→ **Given text**
--

Pride in the Midst of Shame
By Ralaine Fagone
Copyright 2011
My wide smile and misty eyes barely expressed the immense pride I was feeling the days before my son’s high school graduation. The ceremonies and banquets preceding the commencements heaped awards on James. He was above average, an all-American boy. His future was full of promise. How could anything go wrong?
For years my friends with younger children asked my husband and me about our parenting techniques. They observed our children’s character and wanted the same results. These requests made my heart sing. I was proud of myself for raising them according to Scripture. Life would surely go well for our family. We would escape heartbreak and disappointment; it was guaranteed. I trained them in the way they should go and believed they wouldn’t depart from it. I taught them truth, integrity, and character. With those precepts within them, they would be invincible to evil.

--

→ **Entries supplied**

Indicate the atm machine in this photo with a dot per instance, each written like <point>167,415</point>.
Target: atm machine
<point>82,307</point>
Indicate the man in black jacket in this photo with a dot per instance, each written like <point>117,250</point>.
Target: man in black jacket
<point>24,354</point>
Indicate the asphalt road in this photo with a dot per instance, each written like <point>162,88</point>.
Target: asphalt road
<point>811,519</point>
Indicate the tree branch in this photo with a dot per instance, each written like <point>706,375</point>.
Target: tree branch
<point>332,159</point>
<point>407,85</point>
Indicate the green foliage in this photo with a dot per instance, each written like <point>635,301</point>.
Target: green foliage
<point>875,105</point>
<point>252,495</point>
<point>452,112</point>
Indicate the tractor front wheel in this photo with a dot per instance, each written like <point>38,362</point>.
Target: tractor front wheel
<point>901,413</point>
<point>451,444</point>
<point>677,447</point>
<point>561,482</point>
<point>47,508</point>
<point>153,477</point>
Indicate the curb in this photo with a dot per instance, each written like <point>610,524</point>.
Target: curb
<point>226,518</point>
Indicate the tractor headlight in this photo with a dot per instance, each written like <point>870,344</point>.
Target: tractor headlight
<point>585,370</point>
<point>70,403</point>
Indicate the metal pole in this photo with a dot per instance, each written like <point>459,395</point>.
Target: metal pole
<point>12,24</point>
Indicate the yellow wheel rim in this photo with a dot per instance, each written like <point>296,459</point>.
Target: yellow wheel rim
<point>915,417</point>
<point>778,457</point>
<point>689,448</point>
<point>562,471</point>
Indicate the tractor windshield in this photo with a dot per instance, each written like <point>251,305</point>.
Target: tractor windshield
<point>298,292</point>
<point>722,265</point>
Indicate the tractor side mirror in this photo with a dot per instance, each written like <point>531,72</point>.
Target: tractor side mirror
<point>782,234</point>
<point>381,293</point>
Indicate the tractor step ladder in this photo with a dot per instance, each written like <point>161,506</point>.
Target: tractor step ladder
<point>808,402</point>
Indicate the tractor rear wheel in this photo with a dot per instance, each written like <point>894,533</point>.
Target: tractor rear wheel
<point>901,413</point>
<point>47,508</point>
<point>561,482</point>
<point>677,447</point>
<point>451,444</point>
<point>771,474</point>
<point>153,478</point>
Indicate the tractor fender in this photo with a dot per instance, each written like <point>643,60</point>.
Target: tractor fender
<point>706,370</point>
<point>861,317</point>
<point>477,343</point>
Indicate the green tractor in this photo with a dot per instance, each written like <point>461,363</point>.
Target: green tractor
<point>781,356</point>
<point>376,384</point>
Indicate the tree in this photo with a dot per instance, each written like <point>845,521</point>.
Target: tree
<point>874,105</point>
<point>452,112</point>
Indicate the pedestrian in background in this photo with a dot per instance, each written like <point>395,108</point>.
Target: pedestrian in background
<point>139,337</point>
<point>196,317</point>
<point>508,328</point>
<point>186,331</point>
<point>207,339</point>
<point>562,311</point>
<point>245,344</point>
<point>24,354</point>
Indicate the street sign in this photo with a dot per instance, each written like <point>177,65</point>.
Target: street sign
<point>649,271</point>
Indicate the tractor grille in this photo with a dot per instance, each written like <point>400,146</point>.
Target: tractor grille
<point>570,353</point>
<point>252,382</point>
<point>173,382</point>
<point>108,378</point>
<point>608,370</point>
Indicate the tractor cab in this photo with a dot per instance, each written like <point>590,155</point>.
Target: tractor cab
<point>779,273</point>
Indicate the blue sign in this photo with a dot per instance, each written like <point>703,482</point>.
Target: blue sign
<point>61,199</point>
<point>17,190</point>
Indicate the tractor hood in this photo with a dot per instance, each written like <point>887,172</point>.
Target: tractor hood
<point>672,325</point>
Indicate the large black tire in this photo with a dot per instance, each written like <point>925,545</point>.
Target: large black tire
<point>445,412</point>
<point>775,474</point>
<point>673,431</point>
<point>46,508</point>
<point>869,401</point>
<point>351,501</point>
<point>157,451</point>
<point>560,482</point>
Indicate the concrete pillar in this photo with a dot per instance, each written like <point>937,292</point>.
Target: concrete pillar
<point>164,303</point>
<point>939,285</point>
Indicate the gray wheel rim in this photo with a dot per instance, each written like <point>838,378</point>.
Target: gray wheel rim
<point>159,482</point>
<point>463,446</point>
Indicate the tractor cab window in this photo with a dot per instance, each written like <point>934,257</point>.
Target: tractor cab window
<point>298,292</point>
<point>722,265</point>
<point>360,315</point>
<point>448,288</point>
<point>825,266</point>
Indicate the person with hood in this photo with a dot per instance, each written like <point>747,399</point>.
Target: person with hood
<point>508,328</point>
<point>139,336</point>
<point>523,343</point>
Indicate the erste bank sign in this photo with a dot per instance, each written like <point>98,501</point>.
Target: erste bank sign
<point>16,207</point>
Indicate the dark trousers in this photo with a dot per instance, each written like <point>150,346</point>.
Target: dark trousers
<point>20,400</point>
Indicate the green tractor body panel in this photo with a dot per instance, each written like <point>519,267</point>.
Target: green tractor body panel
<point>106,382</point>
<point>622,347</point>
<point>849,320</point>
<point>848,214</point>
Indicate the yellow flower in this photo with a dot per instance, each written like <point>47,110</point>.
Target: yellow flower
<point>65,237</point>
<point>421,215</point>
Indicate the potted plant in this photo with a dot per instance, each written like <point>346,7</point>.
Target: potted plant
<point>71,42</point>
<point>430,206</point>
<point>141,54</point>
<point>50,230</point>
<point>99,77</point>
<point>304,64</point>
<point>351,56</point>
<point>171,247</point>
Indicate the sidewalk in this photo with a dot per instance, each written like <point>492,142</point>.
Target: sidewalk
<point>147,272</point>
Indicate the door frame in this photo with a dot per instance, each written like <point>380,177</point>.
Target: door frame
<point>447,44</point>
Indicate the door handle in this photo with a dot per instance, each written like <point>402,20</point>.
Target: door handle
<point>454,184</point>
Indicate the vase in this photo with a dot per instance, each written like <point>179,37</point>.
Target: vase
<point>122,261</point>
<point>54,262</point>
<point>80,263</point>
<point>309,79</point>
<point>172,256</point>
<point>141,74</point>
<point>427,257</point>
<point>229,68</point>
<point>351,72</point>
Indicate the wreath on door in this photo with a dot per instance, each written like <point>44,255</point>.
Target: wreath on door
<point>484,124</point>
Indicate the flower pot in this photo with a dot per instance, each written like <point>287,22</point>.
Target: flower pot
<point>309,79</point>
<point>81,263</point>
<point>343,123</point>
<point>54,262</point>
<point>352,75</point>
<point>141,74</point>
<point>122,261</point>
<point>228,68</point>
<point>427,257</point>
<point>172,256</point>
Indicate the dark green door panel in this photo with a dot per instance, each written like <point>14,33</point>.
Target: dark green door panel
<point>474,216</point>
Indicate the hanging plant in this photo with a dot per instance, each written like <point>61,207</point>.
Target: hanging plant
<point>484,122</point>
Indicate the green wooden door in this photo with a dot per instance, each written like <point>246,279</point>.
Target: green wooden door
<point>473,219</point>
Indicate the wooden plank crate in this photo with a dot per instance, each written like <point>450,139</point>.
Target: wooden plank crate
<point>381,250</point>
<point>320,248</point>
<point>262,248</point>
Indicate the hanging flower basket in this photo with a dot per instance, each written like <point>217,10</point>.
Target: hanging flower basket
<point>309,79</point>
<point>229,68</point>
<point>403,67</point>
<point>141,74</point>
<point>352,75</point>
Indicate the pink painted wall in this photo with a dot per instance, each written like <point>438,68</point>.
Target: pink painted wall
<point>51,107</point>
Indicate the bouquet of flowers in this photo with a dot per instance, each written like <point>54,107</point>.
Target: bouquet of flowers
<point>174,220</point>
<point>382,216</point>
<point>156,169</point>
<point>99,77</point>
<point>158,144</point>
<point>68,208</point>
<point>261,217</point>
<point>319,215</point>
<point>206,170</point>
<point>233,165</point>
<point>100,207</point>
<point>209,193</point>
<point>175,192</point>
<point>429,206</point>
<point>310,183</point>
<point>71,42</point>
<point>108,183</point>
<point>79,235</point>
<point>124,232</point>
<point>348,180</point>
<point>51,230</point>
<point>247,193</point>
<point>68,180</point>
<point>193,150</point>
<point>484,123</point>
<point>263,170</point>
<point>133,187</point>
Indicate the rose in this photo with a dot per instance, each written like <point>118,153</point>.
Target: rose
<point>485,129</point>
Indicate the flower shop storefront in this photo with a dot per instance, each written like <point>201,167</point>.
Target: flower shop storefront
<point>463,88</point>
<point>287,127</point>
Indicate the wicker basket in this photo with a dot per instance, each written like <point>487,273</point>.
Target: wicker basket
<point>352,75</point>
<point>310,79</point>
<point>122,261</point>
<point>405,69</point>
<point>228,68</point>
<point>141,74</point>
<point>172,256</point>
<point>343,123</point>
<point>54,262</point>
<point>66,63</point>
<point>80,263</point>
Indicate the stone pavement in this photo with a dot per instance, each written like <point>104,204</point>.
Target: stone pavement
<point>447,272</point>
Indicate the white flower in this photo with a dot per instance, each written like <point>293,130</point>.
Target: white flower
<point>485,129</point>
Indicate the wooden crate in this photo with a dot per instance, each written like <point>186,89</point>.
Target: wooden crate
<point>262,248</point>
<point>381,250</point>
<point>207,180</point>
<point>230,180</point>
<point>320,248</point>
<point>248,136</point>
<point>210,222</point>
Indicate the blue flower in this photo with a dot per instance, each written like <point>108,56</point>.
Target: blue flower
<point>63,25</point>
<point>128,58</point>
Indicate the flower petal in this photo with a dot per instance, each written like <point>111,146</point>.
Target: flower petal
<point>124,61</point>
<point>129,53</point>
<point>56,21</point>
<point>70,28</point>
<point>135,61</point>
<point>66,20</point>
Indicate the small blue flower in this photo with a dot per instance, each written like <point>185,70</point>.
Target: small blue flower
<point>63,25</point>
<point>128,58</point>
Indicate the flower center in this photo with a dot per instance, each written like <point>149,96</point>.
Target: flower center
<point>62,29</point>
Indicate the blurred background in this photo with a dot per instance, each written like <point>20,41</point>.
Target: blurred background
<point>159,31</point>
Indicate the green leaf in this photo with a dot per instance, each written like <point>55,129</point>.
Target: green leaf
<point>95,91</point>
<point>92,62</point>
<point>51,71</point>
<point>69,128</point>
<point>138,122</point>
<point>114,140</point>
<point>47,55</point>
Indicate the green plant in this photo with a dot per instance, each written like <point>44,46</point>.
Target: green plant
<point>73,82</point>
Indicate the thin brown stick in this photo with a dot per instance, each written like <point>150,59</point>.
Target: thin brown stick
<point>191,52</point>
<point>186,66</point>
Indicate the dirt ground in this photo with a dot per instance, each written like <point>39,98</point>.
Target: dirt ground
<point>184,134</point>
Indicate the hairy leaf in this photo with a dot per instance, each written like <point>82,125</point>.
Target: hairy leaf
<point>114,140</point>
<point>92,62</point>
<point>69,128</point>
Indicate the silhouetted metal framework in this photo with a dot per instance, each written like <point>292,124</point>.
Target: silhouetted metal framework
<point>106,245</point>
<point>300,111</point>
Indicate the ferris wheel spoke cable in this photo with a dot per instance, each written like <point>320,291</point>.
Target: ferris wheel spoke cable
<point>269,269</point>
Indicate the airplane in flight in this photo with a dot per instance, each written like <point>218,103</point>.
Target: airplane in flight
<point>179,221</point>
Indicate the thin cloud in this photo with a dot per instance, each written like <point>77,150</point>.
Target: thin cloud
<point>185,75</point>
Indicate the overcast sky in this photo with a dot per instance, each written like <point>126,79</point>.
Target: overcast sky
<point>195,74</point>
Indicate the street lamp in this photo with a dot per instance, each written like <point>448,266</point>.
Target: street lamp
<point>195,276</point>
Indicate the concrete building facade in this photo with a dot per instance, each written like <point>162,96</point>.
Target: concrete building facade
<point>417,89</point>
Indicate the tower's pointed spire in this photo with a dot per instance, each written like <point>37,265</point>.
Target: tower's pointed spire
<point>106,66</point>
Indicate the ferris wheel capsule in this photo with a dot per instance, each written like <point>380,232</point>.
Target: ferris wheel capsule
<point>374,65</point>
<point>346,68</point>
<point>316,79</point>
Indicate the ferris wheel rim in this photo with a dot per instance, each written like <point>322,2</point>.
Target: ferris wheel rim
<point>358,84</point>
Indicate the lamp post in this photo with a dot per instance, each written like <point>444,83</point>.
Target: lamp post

--

→ **Assignment**
Could you carry the graduation essay forward, picking up after its last sentence? This material comes from a different source than the essay.

→ **Task response**
How quickly my pride turned to shame. My all-American boy fell; connected to a high profile murder. I couldn’t comprehend the charges. I raised my son God’s way. I thought I had a guarantee! I screamed accusations to God, “I kept my part of the deal! How come You didn’t uphold Yours?” I felt cheated and disgraced. Once, I had the market on parenting, now the whole city knew my shame.
Angry with God, I felt entitled to a certain outcome. In my accusations against Him, He remained close. In the midst of my turmoil God drew near to my broken heart. He generously provided deep peace, bypassing my reasoning. His patient kindness extinguished my anger. In that gracious space He addressed my motives for child rearing and my expectations for entitlement. He did not change my circumstances; His gentleness changed me. Now, I will no longer serve Him for results, rather I serve joyfully out of love and relationship.
An expansive chasm sits between James’s graduation and now. Currently he is in a state prison, serving a life sentence without possibility of parole for being present at the murder.
I am still proud of James. Not because of what he did that put him in prison, but because of how his heart has traveled. He faced the horror of what he’d witnessed, felt the anger of betrayal, examined himself, asked hard questions, and has given honest answers. He has repented, grasped forgiveness, found redemption and clings to hope. He experiences a deep love with his Heavenly Father, and shares compassion with other inmates. In my eyes his character was tested and it is solid. Why would I be ashamed of that?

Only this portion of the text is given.